WHAT YOU WILL DO =
Please print every line from the one containing "Teacher note: indicate the golden" through the last line of the records below, exactly as written and nothing more.

Dataset rows
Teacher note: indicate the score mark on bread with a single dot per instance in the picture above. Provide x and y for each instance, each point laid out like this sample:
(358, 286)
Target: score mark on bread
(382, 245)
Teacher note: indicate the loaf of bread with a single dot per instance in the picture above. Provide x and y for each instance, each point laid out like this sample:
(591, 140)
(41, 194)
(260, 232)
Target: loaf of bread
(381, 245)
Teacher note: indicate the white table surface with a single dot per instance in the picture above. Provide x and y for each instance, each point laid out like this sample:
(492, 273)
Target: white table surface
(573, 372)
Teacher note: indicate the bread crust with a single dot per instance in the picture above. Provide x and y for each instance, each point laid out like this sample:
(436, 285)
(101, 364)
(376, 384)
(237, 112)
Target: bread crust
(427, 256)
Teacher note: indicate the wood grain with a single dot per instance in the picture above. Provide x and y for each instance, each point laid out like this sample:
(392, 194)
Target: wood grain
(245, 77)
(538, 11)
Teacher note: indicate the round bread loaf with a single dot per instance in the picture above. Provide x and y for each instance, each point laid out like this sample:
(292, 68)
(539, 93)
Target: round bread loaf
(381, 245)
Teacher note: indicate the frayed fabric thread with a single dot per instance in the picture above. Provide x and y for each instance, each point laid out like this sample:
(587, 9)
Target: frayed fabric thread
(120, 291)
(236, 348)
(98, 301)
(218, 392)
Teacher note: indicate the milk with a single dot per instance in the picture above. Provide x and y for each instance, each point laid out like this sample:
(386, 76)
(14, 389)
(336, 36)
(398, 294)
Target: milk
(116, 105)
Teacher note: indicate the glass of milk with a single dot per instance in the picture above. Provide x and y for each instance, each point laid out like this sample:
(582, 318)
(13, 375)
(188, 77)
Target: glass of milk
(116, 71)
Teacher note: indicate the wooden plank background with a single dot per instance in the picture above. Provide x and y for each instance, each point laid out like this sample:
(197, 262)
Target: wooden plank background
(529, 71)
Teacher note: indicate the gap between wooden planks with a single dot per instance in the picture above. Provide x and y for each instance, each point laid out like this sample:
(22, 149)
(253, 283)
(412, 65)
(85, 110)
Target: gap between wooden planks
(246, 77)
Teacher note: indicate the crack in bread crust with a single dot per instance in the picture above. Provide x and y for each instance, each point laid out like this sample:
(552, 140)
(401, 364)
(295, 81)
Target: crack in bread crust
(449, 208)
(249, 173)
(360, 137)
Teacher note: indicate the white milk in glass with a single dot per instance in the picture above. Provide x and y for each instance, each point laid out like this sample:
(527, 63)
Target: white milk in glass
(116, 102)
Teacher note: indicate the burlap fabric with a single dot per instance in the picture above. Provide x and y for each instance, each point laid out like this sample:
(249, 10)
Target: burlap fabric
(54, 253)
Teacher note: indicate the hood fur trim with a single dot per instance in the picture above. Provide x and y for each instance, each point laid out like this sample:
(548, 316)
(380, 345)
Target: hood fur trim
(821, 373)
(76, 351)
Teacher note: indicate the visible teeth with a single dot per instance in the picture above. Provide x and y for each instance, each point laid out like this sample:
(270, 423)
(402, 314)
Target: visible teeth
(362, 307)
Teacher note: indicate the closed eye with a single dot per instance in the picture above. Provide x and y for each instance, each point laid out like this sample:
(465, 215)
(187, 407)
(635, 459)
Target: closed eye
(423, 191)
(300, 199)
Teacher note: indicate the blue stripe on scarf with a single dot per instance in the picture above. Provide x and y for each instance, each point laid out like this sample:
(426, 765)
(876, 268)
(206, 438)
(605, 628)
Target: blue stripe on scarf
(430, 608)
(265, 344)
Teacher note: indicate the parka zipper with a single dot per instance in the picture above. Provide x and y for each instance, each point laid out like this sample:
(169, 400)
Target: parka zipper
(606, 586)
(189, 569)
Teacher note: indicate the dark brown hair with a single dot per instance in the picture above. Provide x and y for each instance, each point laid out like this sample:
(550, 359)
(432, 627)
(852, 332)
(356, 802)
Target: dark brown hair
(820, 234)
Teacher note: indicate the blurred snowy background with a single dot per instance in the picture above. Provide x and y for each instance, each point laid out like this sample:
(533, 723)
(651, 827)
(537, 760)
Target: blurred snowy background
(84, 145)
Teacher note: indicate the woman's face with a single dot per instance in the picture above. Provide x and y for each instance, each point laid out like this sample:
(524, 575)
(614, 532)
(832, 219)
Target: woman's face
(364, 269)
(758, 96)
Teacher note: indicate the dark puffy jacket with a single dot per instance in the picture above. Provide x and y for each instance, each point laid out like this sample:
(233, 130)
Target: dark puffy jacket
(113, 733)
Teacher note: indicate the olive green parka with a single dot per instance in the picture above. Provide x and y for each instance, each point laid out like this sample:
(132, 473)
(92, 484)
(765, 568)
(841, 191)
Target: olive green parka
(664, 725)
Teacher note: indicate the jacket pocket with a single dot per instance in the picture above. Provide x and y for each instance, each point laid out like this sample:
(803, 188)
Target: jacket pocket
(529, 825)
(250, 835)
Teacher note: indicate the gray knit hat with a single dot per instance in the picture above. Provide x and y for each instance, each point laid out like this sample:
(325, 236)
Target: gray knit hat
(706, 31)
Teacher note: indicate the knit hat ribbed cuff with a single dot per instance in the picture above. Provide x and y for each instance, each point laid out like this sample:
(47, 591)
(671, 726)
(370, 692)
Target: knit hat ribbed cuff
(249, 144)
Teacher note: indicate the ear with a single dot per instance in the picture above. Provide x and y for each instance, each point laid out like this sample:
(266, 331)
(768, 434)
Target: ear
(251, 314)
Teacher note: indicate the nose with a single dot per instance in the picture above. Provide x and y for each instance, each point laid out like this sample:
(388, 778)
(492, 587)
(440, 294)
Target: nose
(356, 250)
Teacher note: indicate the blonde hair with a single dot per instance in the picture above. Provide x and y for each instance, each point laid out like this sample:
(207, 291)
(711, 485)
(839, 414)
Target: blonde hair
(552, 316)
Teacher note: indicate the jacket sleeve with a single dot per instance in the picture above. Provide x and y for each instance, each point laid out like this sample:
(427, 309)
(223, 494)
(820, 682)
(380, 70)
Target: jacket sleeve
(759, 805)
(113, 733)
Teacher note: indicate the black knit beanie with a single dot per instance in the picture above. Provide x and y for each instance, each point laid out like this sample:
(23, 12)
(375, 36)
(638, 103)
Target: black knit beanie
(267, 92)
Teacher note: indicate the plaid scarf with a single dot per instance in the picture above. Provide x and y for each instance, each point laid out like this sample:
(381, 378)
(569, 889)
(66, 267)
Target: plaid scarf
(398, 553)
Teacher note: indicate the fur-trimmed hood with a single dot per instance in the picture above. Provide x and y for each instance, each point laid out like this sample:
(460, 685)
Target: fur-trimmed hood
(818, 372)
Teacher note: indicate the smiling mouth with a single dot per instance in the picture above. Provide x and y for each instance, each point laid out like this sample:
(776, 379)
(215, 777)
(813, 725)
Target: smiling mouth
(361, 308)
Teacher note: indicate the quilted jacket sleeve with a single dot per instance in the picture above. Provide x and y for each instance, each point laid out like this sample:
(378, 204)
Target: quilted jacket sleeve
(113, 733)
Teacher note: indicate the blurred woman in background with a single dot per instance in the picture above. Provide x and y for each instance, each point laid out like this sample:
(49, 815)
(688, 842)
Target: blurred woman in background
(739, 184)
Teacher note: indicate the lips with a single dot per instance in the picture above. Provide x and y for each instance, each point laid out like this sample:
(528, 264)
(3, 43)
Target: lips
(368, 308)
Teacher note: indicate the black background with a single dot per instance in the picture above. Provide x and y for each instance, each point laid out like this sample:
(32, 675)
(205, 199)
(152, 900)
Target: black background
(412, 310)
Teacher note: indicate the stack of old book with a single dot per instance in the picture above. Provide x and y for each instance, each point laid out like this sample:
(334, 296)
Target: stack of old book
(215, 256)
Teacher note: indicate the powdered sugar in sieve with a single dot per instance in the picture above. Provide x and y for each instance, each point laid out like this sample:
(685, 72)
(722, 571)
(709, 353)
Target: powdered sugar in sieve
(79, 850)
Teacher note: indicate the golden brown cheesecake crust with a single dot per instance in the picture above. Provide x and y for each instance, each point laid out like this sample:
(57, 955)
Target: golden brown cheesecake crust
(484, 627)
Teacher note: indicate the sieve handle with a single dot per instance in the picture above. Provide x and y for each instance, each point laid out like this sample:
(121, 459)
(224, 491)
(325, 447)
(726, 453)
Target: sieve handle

SOLUTION BELOW =
Teacher note: indicate the golden brown cheesecake crust with a single dot per instance in the picture above. Provide x and y for each instance, each point laid out like this sample:
(57, 955)
Target: golden brown cheesecake crust
(484, 627)
Teacher note: indicate the sieve handle with a single dot per instance in the picture above. Provide x and y for each instance, each point laid out like this sample:
(121, 459)
(224, 491)
(325, 447)
(726, 453)
Target: sieve handle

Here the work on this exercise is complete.